AUFGABEN –
• A. Warum wurde laut dem Urteil zur Lehrerarbeitszeit das Verfahren vor dem Bundesverwaltungsgericht zur Änderung vom 08.07.2003 eingestellt? Antworte in ein bis drei Sätzen.
• B. Prüfe anhand des Urteils zur Lehrerarbeitszeit, ob die folgenden Aussagen zutreffen. Antworte jeweils mit Ja oder Nein und zitiere die entscheidenden Worte des Urteils wörtlich.
(i) Mit der Änderung vom 08.07.2003 stieg das Regelstundenmaß für Lehrer an Gymnasien auf 25 Wochenstunden.
(ii) Bei der Änderung vom 10.01.2003 war die Personalvertretung beteiligt.
(iii) Der Kläger beantragte hilfsweise eine Mehrarbeitsvergütung.
• C. Greif das Urteil zur Lehrerarbeitszeit nach seinem letzten Satz auf und schreibe es weiter.

VORLIEGENDER TEXT –

Verwaltungsgericht Stuttgart Urteil, 09. Mai 2007 - 17 K 138/07

bei uns veröffentlicht am09.05.2007

Tenor

Die Klage wird abgewiesen.

Die Kosten des Verfahrens trägt der Kläger.

Die Berufung wird zugelassen.

Tatbestand

 
Der Kläger ist Studiendirektor und als Lehrer an einem Gymnasium tätig.
Zur Regelung der Arbeitszeit von Lehrern gibt es die Verwaltungsvorschrift "Arbeitszeit der Lehrer an öffentlichen Schulen in Baden-Württemberg" vom 10.11.1993. Diese Verwaltungsvorschrift wurde am 10.01.2003 dahingehend geändert, dass die Altersermäßigung für Lehrkräfte zwischen dem 55. und 60. Lebensjahr gestrichen wurde. Am 08.07.2003 wurde sie erneut geändert. Dabei wurde das Regelstundenmaß für Lehrer an Gymnasien von 24 auf 25 Unterrichtsstunden in der Woche angehoben. Bei beiden Änderungen wurde die Personalvertretung nicht beteiligt.
Mit Beschluss vom 10.01.2006 (6 P 10.04) entschied das Bundesverwaltungsgericht, dass die Änderung der Verwaltungsvorschrift vom 10.01.2003 mitbestimmungspflichtig gewesen sei. Hinsichtlich der Änderung der Verwaltungsvorschrift vom 08.07.2003 war ebenfalls ein Verfahren vor dem Bundesverwaltungsgericht anhängig (6 P 14.05). Mit Schreiben vom 02.02.2006 schlug das Bundesverwaltungsgericht vor, die Mitbestimmung des Personalrats nachzuholen. Nachdem sich der Beklagte damit einverstanden erklärt hatte, wurde das Verfahren vor dem Bundesverwaltungsgericht mit Beschluss vom 27.03.2006 eingestellt. Das Mitbestimmungsverfahren wurde dann für die Änderungen der Verwaltungsvorschrift ab einschließlich der Änderung vom 10.01.2003 nachgeholt, bezüglich der Änderung vom 08.07.2003 durch Entscheidung des Ministeriums für Kultus, Jugend und Sport Baden-Württemberg vom 29.08.2006.
Der Kläger hatte ab dem Schuljahr 2003/2004 25 Wochenstunden Unterricht zu halten. Am 10.05.2006 stellte er einen Antrag auf rückwirkende Festsetzung des Regelstundenmaßes für die Schuljahre ab 2003/2004 auf 24 Wochenstunden und Übertrag der zuviel geleisteten Stunden auf das nächste Schuljahr, hilfsweise auf Mehrarbeitsvergütung.

[Dateneinträge]
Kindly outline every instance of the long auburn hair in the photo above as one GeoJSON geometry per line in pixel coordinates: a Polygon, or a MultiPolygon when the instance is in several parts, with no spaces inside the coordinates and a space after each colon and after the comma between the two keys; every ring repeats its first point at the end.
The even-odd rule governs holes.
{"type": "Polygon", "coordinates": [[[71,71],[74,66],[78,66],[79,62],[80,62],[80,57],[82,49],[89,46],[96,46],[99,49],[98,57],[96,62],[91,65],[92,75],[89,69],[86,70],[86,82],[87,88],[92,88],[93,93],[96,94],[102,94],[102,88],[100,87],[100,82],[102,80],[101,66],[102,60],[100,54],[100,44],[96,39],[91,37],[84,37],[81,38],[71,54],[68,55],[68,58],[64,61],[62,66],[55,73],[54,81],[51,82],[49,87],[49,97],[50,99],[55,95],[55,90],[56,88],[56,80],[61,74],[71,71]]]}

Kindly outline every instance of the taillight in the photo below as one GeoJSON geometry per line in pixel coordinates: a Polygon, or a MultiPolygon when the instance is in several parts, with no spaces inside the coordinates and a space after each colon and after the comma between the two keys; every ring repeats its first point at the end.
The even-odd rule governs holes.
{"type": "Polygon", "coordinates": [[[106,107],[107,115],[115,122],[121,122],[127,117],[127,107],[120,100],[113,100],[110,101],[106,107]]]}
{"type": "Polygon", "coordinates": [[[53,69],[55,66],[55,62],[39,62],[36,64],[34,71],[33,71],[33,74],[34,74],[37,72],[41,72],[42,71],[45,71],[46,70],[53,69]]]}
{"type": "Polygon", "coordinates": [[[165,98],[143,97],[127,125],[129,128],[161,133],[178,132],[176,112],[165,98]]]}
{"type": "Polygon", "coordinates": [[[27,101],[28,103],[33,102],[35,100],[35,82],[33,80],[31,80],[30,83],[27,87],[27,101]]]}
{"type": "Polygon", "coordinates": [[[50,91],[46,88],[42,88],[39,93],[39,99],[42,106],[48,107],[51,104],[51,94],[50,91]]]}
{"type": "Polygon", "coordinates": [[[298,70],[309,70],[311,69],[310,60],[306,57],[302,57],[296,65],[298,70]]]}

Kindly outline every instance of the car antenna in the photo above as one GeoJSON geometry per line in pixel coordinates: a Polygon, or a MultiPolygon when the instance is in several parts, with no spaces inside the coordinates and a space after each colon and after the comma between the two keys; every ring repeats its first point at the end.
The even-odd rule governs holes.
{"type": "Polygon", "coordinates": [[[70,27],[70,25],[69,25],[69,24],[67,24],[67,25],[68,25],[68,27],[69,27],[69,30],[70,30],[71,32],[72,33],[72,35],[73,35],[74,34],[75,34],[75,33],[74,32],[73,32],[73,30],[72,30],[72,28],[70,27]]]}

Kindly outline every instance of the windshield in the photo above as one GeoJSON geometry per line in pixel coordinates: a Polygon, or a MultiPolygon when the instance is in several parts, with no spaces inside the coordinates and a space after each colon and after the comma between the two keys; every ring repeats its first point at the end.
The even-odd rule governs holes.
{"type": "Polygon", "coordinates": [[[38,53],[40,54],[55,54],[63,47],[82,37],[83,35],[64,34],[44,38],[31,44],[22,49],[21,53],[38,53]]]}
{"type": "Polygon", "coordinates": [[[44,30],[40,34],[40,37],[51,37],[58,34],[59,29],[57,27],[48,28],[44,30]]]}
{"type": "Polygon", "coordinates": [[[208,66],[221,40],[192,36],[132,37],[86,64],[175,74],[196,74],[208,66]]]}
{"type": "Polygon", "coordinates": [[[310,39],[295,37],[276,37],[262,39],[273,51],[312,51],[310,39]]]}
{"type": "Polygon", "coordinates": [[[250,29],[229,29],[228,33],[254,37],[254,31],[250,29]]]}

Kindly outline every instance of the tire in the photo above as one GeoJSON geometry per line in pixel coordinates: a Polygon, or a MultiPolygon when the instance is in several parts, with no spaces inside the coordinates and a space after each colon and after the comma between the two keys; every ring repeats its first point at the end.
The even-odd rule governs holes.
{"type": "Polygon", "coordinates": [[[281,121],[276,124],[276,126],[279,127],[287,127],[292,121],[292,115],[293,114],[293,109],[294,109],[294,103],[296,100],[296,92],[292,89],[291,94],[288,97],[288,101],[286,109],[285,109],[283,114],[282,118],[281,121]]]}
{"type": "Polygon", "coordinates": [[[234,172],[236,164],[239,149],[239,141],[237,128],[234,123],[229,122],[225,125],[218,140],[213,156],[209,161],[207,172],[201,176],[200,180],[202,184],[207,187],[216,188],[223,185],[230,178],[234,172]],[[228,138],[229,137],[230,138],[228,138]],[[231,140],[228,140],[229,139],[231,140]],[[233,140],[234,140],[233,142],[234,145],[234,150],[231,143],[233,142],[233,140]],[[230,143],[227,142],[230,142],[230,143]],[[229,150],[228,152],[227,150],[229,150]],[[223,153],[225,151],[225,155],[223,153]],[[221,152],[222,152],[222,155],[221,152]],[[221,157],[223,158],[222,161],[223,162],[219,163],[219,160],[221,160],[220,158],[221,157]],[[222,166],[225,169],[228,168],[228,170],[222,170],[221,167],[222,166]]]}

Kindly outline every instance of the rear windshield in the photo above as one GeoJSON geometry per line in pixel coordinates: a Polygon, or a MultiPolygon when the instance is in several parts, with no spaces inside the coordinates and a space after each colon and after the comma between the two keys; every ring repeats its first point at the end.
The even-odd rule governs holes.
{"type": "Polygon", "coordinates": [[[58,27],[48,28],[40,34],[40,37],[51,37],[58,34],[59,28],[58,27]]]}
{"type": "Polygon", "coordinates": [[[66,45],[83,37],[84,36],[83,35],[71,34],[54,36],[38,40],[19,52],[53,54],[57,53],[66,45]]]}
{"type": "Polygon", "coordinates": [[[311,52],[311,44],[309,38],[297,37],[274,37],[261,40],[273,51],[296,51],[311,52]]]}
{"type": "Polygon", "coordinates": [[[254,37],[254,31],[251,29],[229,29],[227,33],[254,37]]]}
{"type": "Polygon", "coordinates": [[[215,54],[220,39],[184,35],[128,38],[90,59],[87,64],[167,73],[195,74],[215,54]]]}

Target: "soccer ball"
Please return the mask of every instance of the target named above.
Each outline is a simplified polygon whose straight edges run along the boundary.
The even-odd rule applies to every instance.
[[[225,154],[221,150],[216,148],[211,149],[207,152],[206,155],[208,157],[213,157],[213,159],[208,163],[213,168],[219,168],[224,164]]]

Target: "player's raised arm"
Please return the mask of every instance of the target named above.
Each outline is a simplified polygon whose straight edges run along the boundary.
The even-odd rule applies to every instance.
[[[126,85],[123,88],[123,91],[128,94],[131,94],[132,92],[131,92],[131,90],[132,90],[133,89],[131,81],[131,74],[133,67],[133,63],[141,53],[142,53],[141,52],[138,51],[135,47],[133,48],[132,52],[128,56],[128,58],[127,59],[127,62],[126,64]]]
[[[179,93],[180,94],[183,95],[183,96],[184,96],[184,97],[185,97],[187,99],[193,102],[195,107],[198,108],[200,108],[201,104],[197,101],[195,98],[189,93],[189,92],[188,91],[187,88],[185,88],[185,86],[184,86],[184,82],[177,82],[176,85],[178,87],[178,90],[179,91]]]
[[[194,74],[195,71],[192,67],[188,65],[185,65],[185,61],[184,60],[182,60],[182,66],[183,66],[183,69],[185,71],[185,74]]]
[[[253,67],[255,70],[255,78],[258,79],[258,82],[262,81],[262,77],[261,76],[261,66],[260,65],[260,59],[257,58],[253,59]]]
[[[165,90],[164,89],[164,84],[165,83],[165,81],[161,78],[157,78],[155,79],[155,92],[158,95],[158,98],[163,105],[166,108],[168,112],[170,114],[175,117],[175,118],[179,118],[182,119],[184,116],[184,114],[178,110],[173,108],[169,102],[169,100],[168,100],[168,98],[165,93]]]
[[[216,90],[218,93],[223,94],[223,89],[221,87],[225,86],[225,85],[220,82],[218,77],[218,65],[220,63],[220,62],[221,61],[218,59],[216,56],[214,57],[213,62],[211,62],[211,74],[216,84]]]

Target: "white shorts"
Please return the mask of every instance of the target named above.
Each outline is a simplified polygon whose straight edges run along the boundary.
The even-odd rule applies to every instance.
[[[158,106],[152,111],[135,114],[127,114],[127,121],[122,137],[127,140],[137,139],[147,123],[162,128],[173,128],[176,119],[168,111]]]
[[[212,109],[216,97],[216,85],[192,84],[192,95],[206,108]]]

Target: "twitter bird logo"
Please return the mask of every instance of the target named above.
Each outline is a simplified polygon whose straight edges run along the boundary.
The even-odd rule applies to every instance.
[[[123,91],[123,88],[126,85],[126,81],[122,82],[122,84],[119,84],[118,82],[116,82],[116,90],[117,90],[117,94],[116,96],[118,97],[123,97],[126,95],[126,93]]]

LÖSUNGEN –
• A. Das Bundesverwaltungsgericht schlug mit Schreiben vom 02.02.2006 vor, die Mitbestimmung des Personalrats nachzuholen. Der Beklagte erklärte sich damit einverstanden. Daraufhin wurde das Verfahren mit Beschluss vom 27.03.2006 eingestellt.

• B.
(i) Ja: „Dabei wurde das Regelstundenmaß für Lehrer an Gymnasien von 24 auf 25 Unterrichtsstunden in der Woche angehoben.“
(ii) Nein: „Bei beiden Änderungen wurde die Personalvertretung nicht beteiligt.“
(iii) Ja: „hilfsweise auf Mehrarbeitsvergütung.“

• C.
Mit Bescheid vom 20.06.2006 lehnte das Regierungspräsidium Stuttgart - Schule und Bildung - den Antrag ab. Zur Begründung führte es insbesondere aus, für das Begehren des Klägers gebe es keine Rechtgrundlage. Die Verwaltungsvorschrift sei wirksam, obwohl die Personalvertretung nicht beteiligt worden sei. Die fehlende Beteiligung habe keine Auswirkung auf die persönliche Rechtsstellung der Lehrkräfte gehabt. Schließlich sei das Mitbestimmungsverfahren nachträglich durchgeführt worden.
Den dagegen eingelegten Widerspruch wies das Regierungspräsidium Stuttgart - Schule und Bildung - mit Widerspruchsbescheid vom 11.10.2006 - zugestellt am 19.10.2006 - im Wesentlichen aus den Gründen des Ausgangsbescheids zurück.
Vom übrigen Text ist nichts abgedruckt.